Set down all of the data that follows word for word, without the images.

Source data
★ ★ ★

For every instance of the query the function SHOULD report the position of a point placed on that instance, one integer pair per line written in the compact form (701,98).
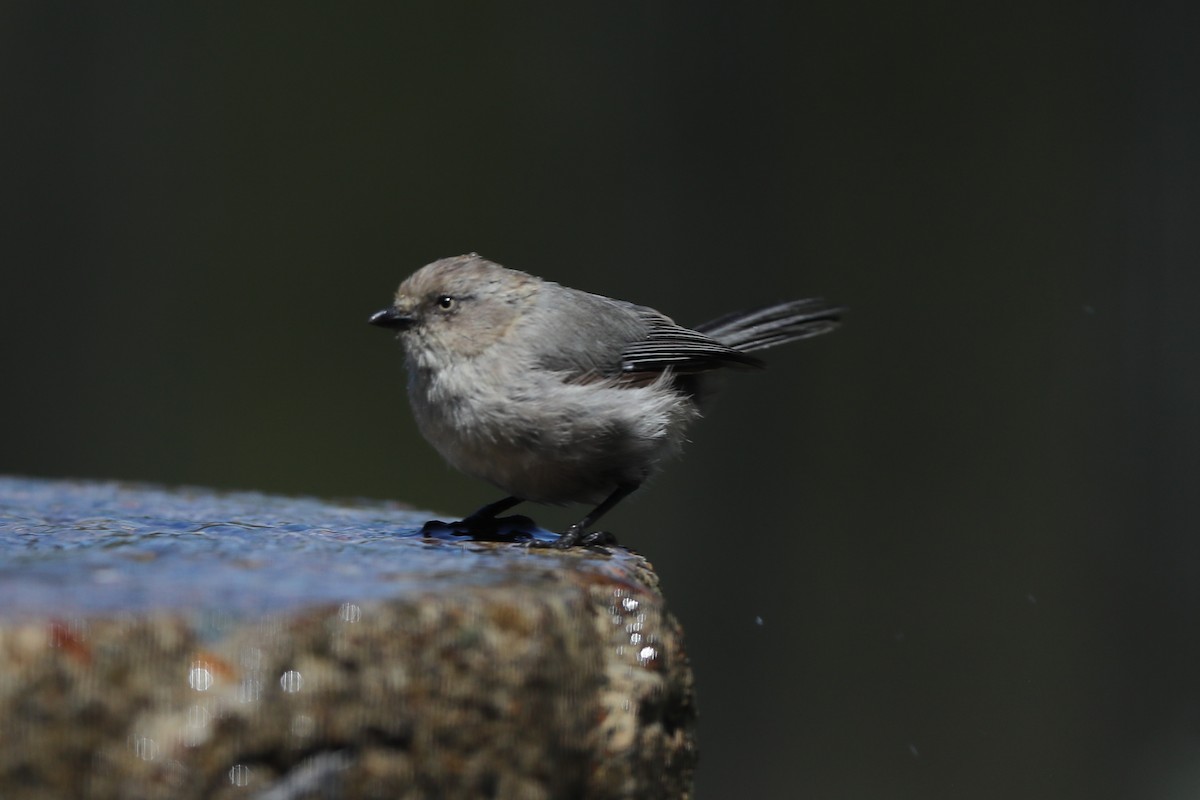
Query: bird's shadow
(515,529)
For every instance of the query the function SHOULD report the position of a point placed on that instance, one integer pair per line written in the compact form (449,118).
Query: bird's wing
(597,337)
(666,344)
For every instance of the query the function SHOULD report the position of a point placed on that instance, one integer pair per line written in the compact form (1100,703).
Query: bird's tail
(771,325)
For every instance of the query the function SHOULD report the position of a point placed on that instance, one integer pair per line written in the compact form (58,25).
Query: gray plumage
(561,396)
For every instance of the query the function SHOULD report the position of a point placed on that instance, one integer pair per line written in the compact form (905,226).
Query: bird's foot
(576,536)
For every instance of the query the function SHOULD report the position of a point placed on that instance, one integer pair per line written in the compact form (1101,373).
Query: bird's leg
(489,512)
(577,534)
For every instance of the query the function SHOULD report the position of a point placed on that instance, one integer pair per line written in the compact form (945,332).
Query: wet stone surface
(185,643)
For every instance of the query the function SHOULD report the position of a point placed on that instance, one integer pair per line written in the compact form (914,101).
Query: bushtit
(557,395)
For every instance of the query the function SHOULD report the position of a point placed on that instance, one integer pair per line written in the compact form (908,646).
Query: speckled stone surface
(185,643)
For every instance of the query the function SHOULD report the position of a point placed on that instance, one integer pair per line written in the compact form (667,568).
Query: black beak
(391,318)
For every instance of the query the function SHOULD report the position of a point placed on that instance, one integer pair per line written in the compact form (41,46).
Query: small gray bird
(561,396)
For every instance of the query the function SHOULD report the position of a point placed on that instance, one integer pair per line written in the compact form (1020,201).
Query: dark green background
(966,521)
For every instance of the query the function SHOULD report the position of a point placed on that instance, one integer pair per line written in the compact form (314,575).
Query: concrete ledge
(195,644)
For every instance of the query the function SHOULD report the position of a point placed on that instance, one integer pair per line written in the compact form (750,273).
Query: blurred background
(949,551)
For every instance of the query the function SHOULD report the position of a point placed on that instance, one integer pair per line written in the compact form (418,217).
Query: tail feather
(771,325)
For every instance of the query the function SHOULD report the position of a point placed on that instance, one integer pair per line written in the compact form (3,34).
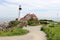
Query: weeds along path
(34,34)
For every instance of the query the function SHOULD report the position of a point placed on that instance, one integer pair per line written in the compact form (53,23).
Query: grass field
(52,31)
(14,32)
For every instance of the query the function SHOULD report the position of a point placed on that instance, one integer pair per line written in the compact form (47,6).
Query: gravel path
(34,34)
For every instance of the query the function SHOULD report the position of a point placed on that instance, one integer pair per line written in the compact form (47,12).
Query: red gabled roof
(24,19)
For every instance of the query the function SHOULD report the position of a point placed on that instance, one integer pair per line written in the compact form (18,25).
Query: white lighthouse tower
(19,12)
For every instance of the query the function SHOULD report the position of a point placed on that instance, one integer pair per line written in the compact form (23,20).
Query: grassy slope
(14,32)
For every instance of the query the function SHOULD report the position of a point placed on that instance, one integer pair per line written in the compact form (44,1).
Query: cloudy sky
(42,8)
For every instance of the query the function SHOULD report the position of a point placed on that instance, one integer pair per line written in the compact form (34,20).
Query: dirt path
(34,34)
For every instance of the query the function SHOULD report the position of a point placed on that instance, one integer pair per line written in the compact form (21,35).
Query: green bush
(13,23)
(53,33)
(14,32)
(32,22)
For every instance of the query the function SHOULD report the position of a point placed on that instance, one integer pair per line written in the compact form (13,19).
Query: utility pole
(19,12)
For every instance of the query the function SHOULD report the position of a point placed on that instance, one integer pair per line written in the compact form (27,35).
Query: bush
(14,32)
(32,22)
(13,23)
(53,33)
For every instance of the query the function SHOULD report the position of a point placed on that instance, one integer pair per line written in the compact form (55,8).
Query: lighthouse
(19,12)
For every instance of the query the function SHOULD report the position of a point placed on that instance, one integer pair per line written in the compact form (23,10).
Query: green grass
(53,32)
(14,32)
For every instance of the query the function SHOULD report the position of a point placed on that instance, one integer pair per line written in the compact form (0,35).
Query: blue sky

★ ★ ★

-- Output of the task --
For every instance of the query the function SHOULD report the position of a point placed on that instance, one integer pair per line written in the compact form (701,98).
Query: bird's shadow
(515,529)
For every instance of the query the function SHOULD report the position of a point placed on that instance, one integer pair per line written in the compact form (449,118).
Query: bird's wing
(597,337)
(666,344)
For every instance of the query the function SHOULD report the position of a point placed on that instance, one integer pair per line written in the compact form (1100,703).
Query: bird's tail
(771,325)
For every instance of the query the function SHOULD report the position of a point placed on that instance, one integer pair per line written in the compact form (58,25).
Query: gray plumage
(561,396)
For every instance of the query the function SHOULD report the position of a point placed on that instance, one integer pair per line written in the compact form (905,226).
Query: bird's foot
(576,536)
For every instance of the query the function SHOULD report the position of a point placed on that instance, one integer pair per line written in the compact form (1101,373).
Query: bird's leg
(489,512)
(577,534)
For every instance of the query the function SHOULD report the position of a point placed on that instance, one integer pair per line written in the compact form (945,332).
Query: wet stone surface
(185,643)
For every instance of the query the function SHOULD report the position of a point placed on that instance, one integer pair per line written in the compact form (914,101).
Query: bushtit
(557,395)
For every instance of the query the function SHOULD report the position of a point placed on that instance, one integer pair per line written in the compact form (908,646).
Query: speckled stone surface
(185,643)
For every instance of the query the function SHOULD report the position of a point placed on that instance, one integer pair per line written in the compact form (667,568).
Query: black beak
(391,318)
For every instance of the query the function SHOULD report the position of a point placed on that instance, one integer pair per line written in the compact form (41,46).
Query: small gray bird
(561,396)
For every instance of the query the function SHOULD report the position of a point placed on that instance, one integer pair per line written in the compact form (1020,201).
Query: dark green background
(966,521)
For every instance of the query the function SHOULD report the position of a point placed on that instance, one integer pair per line written in the compact form (314,575).
Query: concrete ledge
(195,644)
For every instance of the query the function SHOULD report the position of a point placed on that instance, one integer pair per line written in the compact form (750,273).
Query: blurred background
(949,551)
For every instance of the query the function SHOULD report the position of a point placed on that instance, one integer pair per line written in the compact form (418,217).
Query: tail feather
(771,325)
For every instance of the query the function SHOULD report the position of a point placed on that instance, one integer pair per line written in the compact form (3,34).
Query: weeds along path
(34,34)
For every instance of the query the function SHOULD report the position of a point placed on that instance, one integer pair per line written in the compact form (53,23).
Query: grass field
(52,31)
(14,32)
For every instance of the query the function SHOULD report the position of a point placed on that instance, one integer pair per line written in the compact form (47,6).
Query: gravel path
(34,34)
For every instance of the query the function SHOULD report the position of a point placed on that instance, one integer pair per line written in the compact form (47,12).
Query: red gabled roof
(24,19)
For every instance of the query the function SHOULD report the position of a point placed on that instance, one integer pair per line written in the compact form (18,25).
Query: white lighthouse tower
(19,12)
For every instance of the query the function SHOULD report the position of a point placed on that instance, one integer pair per line written in the compact form (23,20).
Query: grassy slope
(14,32)
For every instance of the query the function SHOULD report the position of a point placed on that instance, one integer pair per line written in the compact form (44,1).
Query: cloudy sky
(42,8)
For every instance of the query the function SHOULD report the position of a point placed on that instance, one integer pair per line written in the compact form (34,20).
Query: dirt path
(34,34)
For every instance of the query the function SHOULD report the position of a point placed on that instance, one integer pair per line written in the compact form (21,35).
Query: green bush
(13,23)
(53,33)
(14,32)
(32,22)
For every instance of the query the function SHOULD report the position of a point placed on that instance, one integer pair per line written in the compact form (13,19).
Query: utility pole
(19,12)
For every instance of the query the function SHOULD report the position of a point placed on that instance, one integer pair per line written in the compact form (27,35).
Query: bush
(14,32)
(32,22)
(13,23)
(53,33)
For every instance of the query the function SHOULD report the position of a point placed on that instance, one integer pair per line written in the compact form (55,8).
Query: lighthouse
(19,12)
For every instance of the query the function SHOULD report the position of a point placed on that instance, one integer pair per line written in the compact form (23,10).
Query: green grass
(53,32)
(14,32)
For every instance of the query the function SHOULD report the position of a point placed on that instance, one integer pair per line written in the compact form (0,35).
Query: blue sky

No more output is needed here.